Source information below:
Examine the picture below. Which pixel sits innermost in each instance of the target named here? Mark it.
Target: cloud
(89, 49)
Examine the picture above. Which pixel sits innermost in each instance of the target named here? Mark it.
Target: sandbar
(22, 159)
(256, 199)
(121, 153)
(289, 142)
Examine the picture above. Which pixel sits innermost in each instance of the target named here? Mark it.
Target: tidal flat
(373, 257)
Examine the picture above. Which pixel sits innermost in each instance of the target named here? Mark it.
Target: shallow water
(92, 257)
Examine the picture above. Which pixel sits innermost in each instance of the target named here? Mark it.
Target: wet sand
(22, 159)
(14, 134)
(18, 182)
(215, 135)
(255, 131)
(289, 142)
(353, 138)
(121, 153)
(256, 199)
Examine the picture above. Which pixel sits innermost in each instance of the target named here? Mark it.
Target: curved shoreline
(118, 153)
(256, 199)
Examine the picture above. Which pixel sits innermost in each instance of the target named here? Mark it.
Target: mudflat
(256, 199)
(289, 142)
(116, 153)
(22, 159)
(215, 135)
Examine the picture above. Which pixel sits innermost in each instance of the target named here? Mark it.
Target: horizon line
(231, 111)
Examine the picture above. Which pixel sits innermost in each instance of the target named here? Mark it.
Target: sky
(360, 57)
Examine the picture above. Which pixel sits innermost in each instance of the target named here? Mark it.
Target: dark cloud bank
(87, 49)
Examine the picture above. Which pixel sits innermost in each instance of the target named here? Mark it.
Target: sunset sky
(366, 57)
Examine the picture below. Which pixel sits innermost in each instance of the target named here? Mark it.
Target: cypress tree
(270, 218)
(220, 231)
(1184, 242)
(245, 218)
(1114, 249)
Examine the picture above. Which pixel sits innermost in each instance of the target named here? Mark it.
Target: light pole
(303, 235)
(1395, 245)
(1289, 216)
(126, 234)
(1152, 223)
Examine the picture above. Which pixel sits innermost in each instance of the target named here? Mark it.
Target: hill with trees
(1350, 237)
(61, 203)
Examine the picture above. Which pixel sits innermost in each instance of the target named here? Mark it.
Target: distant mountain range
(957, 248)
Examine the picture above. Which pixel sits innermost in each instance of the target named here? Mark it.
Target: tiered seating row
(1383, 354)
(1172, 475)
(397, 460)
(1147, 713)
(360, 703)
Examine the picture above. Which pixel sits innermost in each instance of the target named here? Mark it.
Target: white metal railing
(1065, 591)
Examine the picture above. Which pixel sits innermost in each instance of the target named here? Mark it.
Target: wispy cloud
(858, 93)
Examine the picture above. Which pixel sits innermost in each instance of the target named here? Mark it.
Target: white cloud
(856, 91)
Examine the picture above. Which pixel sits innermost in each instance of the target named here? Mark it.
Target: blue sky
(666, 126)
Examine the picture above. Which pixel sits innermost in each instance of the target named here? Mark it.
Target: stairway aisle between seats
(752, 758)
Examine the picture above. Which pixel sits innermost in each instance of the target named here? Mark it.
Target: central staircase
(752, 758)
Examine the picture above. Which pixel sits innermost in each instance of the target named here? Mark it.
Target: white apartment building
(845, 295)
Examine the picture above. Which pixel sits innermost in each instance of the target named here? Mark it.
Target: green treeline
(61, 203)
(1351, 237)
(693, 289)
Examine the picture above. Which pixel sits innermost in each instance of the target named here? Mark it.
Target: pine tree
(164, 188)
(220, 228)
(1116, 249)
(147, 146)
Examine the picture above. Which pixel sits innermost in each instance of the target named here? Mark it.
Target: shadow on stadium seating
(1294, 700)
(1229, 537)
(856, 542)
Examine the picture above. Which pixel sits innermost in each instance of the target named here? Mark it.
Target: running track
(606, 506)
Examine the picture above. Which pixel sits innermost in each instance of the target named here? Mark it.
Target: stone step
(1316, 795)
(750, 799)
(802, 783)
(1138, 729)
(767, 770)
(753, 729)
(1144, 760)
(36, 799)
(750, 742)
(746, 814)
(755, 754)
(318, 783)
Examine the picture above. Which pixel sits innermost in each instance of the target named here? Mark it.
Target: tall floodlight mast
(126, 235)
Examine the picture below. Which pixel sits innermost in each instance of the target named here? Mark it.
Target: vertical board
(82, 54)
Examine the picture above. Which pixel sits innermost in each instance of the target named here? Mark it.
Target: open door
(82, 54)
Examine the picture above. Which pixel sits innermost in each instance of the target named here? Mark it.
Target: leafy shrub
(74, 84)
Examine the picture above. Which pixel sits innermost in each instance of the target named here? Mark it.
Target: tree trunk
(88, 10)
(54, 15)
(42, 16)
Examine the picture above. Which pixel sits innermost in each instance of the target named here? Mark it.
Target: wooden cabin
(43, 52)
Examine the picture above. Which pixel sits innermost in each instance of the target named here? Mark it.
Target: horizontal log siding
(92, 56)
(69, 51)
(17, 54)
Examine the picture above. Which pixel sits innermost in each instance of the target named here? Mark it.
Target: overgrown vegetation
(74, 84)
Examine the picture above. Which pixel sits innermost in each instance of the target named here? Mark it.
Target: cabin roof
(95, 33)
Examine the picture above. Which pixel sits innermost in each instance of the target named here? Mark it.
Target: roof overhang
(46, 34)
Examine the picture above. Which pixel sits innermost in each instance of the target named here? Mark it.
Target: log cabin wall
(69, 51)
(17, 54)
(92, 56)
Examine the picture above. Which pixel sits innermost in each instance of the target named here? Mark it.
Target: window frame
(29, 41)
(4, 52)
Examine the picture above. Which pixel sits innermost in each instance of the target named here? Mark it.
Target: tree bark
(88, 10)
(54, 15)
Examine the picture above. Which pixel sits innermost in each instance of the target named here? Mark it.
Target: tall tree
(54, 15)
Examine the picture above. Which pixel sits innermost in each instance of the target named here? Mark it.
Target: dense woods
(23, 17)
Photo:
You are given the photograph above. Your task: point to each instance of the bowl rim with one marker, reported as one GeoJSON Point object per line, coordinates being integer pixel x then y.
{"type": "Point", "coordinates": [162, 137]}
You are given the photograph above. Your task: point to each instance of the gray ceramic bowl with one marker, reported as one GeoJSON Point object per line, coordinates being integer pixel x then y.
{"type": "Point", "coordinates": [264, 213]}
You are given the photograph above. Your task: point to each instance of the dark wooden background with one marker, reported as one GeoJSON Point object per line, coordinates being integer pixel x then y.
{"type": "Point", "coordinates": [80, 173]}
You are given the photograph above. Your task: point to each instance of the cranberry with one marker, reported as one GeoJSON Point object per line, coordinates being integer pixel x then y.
End of Source information.
__Task objective__
Copy every entry exactly.

__Response to this exercise__
Examine the picture below. Which pixel sits innermost in each instance of the target named here? Mark it.
Target: cloud
(89, 49)
Examine the picture above. Which pixel sits innermost in each instance of the target named here? Mark it.
Target: sandbar
(22, 159)
(256, 199)
(121, 153)
(289, 142)
Examine the picture above. Which pixel sits innermost in each instance of the target named here? Mark it.
Target: tidal flat
(373, 257)
Examine the picture above. Which pixel sits innermost in each instance of the target named here? Mark it.
Target: shallow water
(92, 257)
Examine the picture above. Which pixel sits innermost in each instance of the target named here? Mark it.
Target: wet sand
(22, 159)
(14, 134)
(18, 182)
(215, 135)
(255, 131)
(289, 142)
(353, 138)
(121, 153)
(256, 199)
Examine the picture above. Which pixel sits innermost in each instance of the target named here? Mark it.
Target: curved shoreline
(118, 153)
(256, 199)
Examine the picture above. Which pixel sits innermost in each instance of the target named here? Mark it.
Target: mudflat
(256, 199)
(289, 142)
(116, 153)
(22, 159)
(215, 135)
Examine the picture above. Which pixel sits innermost in each instance of the target named here? Mark it.
Target: horizon line
(231, 111)
Examine the picture above. Which pixel sits innermost in each instance of the target named here? Mark it.
Target: sky
(360, 57)
Examine the picture above. Which pixel sits innermost in each instance of the target named here? Mark it.
Target: dark cloud bank
(87, 49)
Examine the picture above. Which pixel sits innermost in each instance of the target named here? Mark it.
Target: sunset sky
(366, 57)
Examine the picture below. Which pixel sits innermost in each instance of the target named here? Mark it.
Target: cypress tree
(270, 218)
(220, 231)
(1184, 242)
(245, 218)
(1114, 249)
Examine the picture above. Which pixel sits innermost in each instance of the target named here? Mark it.
Target: light pole
(303, 235)
(1395, 245)
(1289, 216)
(126, 234)
(1152, 223)
Examine the picture above. Which pixel sits innermost in each instance of the target named here? Mark it.
Target: hill with trees
(1350, 237)
(61, 203)
Examine the picture above. Which pixel sits innermost in each instance of the target named here? Mark it.
Target: distant mountain range
(957, 248)
Examine the picture above. Which pixel sits innermost in each instance of the target named here? Mark it.
Target: tiered seating row
(1383, 354)
(1172, 475)
(397, 460)
(1147, 713)
(360, 703)
Examine the picture above. Which pixel sits innermost in each instance of the target named here? Mark it.
Target: white metal railing
(1065, 591)
Examine the picture above. Which pixel sits innermost in each instance of the target named here? Mark it.
Target: wispy cloud
(858, 93)
Examine the picture above. Which pixel sits innermost in each instance of the target named here? Mark it.
Target: white cloud
(856, 91)
Examine the picture above. Which pixel sits innermost in each instance of the target named here? Mark it.
Target: blue sky
(666, 126)
Examine the picture above. Which pixel sits innermost in each instance of the target named here? Mark it.
Target: stairway aisle between seats
(752, 758)
Examine the picture above. Which pixel sits innermost in each instance of the target named here? Mark it.
Target: central staircase
(752, 758)
Examine the picture above. Which pixel sits innermost in each instance of the target named here? Mark it.
Target: white apartment building
(845, 295)
Examine the picture above. Which pixel sits innermost in each instance of the target named here? Mark it.
Target: green treeline
(61, 203)
(1351, 237)
(693, 289)
Examine the picture above. Which pixel sits innermost in each instance of the target named here? Mark it.
Target: pine tree
(164, 188)
(220, 228)
(1116, 249)
(147, 146)
Examine the picture above. Which pixel sits innermost in each instance of the target named here? Mark it.
Target: shadow on stadium seating
(1294, 700)
(1229, 537)
(856, 542)
Examine the picture above. Which pixel sits innermost in each instance of the target named here? Mark it.
Target: running track
(606, 506)
Examine the picture above. Which pixel sits innermost in each instance of the target named here? Mark it.
Target: stone step
(1316, 795)
(750, 799)
(802, 783)
(1138, 729)
(767, 770)
(753, 729)
(1144, 760)
(36, 799)
(750, 742)
(746, 814)
(755, 754)
(318, 783)
Examine the picture above. Which pixel sits innermost in each instance of the target named here? Mark it.
Target: tall floodlight mast
(126, 235)
Examine the picture below. Which pixel sits innermost in each instance of the target named here? Mark it.
Target: vertical board
(82, 54)
Examine the picture above. Which pixel sits innermost in each instance of the target named here? Mark it.
Target: open door
(82, 54)
Examine the picture above. Which pixel sits innermost in each instance of the target named here? Mark it.
Target: leafy shrub
(74, 84)
Examine the picture above. Which pixel sits innermost in each instance of the target named here? Mark it.
Target: tree trunk
(88, 10)
(54, 15)
(42, 16)
Examine the picture above. Which pixel sits innermost in each instance of the target named here? Mark it.
Target: wooden cabin
(43, 52)
Examine the picture above. Which pixel sits innermost in each instance of the target named here? Mark it.
Target: horizontal log siding
(92, 56)
(69, 51)
(17, 54)
Examine the picture above. Which pixel sits innermost in each instance of the target named here? Mark it.
Target: overgrown vegetation
(74, 84)
Examine the picture above. Which pixel sits innermost in each instance of the target named here? Mark it.
Target: cabin roof
(95, 33)
Examine the picture above. Which pixel sits innermost in each instance of the target named here? Mark it.
Target: roof overhang
(46, 34)
Examine the picture above. Which pixel sits innermost in each instance of the target named here? Mark it.
Target: log cabin wall
(69, 51)
(17, 54)
(92, 56)
Examine the picture above. Which pixel sits innermost in each instance of the target named here? Mark it.
Target: window frame
(29, 41)
(4, 52)
Examine the picture above. Which pixel sits innermost in each instance of the target named here? Mark it.
Target: tree bark
(88, 10)
(54, 15)
Examine the picture above. Which pixel sits innermost in each instance of the target named here? Mark it.
Target: tall tree
(54, 15)
Examine the picture above. Which pixel sits innermost in each instance of the target named here? Mark it.
Target: dense woods
(23, 17)
Photo:
You are given the photograph above. Your task: point to each instance of the bowl rim with one marker, reported as one GeoJSON Point object per line, coordinates being integer pixel x then y.
{"type": "Point", "coordinates": [162, 137]}
You are given the photograph above. Your task: point to each instance of the gray ceramic bowl with one marker, reported as one GeoJSON Point object per line, coordinates being integer pixel x then y.
{"type": "Point", "coordinates": [264, 213]}
You are given the photograph above. Your task: point to each instance of the dark wooden background with one marker, reported as one GeoJSON Point object per line, coordinates being integer pixel x then y.
{"type": "Point", "coordinates": [80, 173]}
You are given the photograph above. Your task: point to each instance of the cranberry with one marker, reported as one GeoJSON Point object per line, coordinates being integer pixel x then y.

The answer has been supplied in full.